About this exercise
Write out again the entries from the first line to the line that includes "the desert shrub.", keeping both of those lines.

[Items from a data source]
────────────────────────────────────────

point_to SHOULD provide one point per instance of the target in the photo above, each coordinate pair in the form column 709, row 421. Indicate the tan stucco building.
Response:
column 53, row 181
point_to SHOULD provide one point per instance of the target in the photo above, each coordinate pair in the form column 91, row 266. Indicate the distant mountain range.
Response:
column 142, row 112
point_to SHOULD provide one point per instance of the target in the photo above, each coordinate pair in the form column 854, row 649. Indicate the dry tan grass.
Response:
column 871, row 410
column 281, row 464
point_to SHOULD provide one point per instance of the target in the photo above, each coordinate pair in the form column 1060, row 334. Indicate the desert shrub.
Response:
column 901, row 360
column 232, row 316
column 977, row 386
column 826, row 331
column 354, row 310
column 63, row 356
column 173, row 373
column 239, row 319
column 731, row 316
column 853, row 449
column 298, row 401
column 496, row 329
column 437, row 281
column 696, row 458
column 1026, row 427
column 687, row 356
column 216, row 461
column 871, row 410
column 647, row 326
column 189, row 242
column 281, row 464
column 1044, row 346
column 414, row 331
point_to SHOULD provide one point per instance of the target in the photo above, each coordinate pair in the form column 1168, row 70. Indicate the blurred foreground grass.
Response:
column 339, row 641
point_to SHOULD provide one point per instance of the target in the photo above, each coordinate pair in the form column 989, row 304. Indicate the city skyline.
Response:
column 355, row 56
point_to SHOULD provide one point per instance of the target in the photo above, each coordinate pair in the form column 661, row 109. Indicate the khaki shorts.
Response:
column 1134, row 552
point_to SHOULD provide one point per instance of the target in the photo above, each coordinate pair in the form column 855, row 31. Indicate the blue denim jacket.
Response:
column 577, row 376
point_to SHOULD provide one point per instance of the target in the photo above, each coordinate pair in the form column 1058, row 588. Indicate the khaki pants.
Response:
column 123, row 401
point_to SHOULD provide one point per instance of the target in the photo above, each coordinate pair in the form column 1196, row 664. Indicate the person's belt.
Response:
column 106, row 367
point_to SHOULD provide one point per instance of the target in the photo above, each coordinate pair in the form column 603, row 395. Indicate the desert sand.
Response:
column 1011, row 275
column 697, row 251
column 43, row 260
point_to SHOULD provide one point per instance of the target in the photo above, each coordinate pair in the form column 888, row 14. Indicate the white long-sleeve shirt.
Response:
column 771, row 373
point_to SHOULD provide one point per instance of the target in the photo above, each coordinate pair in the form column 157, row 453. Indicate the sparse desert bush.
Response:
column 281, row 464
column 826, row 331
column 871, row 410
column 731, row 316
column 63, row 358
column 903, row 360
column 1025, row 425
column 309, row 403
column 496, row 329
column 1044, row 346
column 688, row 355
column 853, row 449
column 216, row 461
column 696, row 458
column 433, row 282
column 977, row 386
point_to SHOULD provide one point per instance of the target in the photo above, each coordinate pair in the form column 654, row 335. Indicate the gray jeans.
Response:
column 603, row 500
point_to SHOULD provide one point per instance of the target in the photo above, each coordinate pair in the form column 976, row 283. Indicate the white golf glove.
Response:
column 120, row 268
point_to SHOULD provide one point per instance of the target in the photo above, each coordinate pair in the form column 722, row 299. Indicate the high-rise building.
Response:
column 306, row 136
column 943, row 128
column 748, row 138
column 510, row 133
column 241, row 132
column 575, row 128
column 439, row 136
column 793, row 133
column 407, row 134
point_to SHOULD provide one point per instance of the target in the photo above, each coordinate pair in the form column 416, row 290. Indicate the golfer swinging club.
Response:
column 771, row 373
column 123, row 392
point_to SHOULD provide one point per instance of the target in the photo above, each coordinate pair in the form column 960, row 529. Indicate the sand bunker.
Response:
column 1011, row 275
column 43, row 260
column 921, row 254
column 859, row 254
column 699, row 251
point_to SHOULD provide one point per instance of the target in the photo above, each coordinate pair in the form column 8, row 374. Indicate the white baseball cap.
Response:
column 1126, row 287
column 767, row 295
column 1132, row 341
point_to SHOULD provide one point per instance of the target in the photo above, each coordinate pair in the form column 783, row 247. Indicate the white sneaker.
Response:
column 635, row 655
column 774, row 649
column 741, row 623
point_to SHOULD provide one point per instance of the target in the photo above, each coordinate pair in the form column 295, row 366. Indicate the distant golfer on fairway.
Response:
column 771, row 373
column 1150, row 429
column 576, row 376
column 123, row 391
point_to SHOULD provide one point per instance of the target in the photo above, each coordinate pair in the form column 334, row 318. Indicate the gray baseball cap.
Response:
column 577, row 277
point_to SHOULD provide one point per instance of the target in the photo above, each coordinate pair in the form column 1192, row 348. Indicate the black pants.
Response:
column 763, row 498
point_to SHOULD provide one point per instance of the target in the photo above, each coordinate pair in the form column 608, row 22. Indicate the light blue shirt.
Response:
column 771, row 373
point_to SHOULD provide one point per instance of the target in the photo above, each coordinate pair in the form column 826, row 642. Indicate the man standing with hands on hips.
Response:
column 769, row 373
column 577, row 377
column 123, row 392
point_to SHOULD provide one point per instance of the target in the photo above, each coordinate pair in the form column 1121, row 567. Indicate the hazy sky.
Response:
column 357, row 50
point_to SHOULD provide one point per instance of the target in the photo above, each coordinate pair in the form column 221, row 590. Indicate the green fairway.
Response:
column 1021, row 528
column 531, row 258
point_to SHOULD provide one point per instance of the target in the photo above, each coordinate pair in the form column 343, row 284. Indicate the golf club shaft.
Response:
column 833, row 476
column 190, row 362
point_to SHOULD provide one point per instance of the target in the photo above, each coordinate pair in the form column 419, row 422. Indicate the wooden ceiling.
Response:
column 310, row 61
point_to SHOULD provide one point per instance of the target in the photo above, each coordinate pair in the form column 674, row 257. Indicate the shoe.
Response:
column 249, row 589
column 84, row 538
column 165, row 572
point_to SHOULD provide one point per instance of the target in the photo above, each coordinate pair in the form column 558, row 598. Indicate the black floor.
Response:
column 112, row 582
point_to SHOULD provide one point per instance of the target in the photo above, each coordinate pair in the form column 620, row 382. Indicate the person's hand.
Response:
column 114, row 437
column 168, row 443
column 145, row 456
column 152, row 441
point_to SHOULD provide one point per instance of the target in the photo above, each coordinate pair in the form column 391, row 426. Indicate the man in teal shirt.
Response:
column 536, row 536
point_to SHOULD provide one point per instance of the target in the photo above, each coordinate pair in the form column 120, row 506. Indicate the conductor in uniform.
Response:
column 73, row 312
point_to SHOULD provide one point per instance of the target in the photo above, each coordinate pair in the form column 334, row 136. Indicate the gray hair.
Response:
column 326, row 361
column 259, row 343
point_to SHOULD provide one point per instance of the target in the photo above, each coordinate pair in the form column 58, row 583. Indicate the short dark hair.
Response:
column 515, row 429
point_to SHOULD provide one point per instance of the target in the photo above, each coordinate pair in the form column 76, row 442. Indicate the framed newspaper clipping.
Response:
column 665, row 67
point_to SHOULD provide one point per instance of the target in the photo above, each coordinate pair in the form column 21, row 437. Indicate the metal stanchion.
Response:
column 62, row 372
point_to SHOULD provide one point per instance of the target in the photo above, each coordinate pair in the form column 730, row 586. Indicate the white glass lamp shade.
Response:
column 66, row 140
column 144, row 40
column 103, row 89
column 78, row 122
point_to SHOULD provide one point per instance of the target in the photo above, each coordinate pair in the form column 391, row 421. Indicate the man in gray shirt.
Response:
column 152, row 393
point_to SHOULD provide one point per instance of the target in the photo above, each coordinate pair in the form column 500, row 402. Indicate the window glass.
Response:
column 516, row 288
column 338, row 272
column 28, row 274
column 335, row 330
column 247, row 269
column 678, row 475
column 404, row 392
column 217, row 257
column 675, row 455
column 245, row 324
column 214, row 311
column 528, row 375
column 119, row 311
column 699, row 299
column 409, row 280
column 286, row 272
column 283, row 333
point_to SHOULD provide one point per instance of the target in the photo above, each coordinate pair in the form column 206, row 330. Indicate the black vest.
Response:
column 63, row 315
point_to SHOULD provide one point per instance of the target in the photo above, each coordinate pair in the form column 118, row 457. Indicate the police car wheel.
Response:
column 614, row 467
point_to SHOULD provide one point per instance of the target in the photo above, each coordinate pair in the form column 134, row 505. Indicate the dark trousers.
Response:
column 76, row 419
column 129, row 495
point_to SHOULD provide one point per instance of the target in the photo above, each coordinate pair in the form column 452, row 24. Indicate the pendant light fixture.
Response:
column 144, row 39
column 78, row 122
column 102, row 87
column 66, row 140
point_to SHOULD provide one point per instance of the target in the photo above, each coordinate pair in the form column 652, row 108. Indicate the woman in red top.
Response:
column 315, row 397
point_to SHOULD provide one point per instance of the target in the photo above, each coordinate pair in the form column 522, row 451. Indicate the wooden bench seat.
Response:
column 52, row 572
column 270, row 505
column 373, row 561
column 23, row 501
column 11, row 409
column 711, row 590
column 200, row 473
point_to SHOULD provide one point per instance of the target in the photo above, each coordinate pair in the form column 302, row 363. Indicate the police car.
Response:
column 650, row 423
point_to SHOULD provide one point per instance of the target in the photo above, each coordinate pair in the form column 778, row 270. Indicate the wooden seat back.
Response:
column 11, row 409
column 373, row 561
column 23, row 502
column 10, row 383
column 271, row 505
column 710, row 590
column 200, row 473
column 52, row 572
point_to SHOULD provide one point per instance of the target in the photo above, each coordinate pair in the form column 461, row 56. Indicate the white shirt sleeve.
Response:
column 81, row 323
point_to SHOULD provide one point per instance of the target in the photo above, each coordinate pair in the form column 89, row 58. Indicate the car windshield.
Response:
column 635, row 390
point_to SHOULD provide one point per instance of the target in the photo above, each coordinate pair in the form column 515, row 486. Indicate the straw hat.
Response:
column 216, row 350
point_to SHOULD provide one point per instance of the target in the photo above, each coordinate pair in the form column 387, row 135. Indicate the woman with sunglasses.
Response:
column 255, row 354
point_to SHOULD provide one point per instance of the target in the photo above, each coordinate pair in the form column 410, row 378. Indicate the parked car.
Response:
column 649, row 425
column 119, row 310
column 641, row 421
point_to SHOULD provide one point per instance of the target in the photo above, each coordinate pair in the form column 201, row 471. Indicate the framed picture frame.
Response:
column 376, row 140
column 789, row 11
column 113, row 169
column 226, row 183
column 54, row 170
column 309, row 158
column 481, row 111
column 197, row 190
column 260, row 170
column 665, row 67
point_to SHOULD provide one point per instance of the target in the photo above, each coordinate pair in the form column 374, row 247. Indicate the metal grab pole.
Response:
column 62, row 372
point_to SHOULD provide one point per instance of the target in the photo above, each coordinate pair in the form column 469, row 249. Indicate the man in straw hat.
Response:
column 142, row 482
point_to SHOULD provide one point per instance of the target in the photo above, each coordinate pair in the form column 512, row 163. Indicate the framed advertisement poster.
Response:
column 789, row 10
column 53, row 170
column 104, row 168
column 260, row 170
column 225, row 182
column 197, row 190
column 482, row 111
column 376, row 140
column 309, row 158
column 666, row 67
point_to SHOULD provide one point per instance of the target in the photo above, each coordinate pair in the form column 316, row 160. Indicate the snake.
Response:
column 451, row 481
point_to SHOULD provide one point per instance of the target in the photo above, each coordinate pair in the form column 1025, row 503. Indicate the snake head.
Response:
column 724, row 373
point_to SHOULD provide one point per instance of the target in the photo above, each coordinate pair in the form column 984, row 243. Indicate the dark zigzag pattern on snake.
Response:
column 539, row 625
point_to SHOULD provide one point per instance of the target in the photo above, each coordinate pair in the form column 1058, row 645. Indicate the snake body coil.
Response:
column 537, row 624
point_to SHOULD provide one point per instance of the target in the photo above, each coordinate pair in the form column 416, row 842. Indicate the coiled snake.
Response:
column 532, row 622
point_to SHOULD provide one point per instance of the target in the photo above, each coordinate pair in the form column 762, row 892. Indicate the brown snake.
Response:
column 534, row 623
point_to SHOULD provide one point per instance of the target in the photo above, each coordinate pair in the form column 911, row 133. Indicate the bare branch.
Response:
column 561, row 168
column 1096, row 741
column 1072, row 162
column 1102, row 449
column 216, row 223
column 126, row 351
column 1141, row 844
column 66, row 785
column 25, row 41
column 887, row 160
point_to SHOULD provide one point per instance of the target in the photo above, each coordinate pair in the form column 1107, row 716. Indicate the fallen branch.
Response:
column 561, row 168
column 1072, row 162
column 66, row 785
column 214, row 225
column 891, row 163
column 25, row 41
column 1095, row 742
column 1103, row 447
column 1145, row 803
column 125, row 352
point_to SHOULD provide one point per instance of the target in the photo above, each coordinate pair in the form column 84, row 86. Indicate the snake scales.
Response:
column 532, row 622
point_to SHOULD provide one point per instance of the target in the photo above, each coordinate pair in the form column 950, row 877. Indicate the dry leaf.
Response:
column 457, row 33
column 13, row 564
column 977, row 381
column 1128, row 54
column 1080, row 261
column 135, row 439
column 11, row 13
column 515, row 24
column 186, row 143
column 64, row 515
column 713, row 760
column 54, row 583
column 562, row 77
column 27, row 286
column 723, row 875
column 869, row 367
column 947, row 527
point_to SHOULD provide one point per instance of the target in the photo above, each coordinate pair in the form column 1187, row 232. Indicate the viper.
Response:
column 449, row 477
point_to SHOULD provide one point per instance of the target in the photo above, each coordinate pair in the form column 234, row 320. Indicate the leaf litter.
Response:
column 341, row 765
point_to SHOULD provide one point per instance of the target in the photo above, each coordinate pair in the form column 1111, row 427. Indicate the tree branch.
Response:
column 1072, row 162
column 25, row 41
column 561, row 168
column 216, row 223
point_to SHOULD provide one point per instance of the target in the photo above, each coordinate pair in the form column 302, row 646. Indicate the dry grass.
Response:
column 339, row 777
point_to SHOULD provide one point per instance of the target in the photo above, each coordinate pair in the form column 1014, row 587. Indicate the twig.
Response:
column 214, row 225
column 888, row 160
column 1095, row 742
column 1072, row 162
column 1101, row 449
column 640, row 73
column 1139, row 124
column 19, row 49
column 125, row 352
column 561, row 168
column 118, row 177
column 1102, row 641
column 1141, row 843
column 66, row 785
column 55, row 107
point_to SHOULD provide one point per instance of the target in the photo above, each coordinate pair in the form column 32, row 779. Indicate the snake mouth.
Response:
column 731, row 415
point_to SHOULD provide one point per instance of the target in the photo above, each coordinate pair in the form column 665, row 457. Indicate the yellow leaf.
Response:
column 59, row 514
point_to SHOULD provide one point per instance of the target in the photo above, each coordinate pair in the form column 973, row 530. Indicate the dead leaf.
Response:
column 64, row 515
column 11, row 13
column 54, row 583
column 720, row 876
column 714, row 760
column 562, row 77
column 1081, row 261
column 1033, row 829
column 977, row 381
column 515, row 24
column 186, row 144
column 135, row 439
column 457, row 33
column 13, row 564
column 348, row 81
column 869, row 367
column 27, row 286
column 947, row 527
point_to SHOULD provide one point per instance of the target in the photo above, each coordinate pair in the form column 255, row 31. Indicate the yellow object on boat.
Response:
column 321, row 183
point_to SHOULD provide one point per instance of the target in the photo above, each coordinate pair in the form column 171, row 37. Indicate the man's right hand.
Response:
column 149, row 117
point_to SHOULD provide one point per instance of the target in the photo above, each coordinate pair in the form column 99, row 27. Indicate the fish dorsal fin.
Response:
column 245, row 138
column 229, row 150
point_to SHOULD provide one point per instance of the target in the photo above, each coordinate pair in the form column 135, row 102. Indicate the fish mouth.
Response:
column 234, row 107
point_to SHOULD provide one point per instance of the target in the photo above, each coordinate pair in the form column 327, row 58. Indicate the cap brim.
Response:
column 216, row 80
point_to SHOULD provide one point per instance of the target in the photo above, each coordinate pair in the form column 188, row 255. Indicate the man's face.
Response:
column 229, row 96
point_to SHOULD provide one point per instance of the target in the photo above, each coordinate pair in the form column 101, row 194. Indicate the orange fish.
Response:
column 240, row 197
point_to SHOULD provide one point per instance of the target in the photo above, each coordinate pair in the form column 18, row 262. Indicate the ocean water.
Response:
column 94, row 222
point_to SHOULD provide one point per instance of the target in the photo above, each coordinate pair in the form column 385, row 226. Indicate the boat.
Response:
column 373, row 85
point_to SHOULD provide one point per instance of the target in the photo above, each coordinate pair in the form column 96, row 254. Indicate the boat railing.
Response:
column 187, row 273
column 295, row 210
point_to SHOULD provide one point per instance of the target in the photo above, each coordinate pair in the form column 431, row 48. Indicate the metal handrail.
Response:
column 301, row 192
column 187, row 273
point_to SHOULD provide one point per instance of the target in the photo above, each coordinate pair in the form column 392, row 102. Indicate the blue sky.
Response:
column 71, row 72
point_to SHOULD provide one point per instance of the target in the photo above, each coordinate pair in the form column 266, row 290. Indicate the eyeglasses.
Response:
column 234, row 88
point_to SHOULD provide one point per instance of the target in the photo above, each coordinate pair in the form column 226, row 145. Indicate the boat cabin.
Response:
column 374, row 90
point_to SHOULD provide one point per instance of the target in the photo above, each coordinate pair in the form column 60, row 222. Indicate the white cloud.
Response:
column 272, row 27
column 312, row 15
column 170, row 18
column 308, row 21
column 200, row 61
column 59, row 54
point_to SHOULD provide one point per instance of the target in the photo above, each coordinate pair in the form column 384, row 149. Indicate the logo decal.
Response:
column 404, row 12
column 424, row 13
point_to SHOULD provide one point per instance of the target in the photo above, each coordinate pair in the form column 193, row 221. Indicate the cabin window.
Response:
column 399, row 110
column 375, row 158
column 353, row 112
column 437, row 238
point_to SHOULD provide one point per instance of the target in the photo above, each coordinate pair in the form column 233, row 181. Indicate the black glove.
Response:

────────────────────────────────────────

Response area
point_to SHOULD provide one point per instance of the target in the photo above, each coordinate pair in the form column 709, row 421. Indicate the tan stucco building.
Response:
column 53, row 181
point_to SHOULD provide one point per instance of the target in the photo above, each coordinate pair in the form column 91, row 266. Indicate the distant mountain range.
Response:
column 142, row 112
point_to SHOULD provide one point per instance of the target in the photo above, each coordinate pair in the form column 854, row 649. Indicate the dry tan grass.
Response:
column 871, row 410
column 281, row 464
point_to SHOULD provide one point per instance of the target in the photo above, each coordinate pair in the form column 1060, row 334. Indicate the desert shrub.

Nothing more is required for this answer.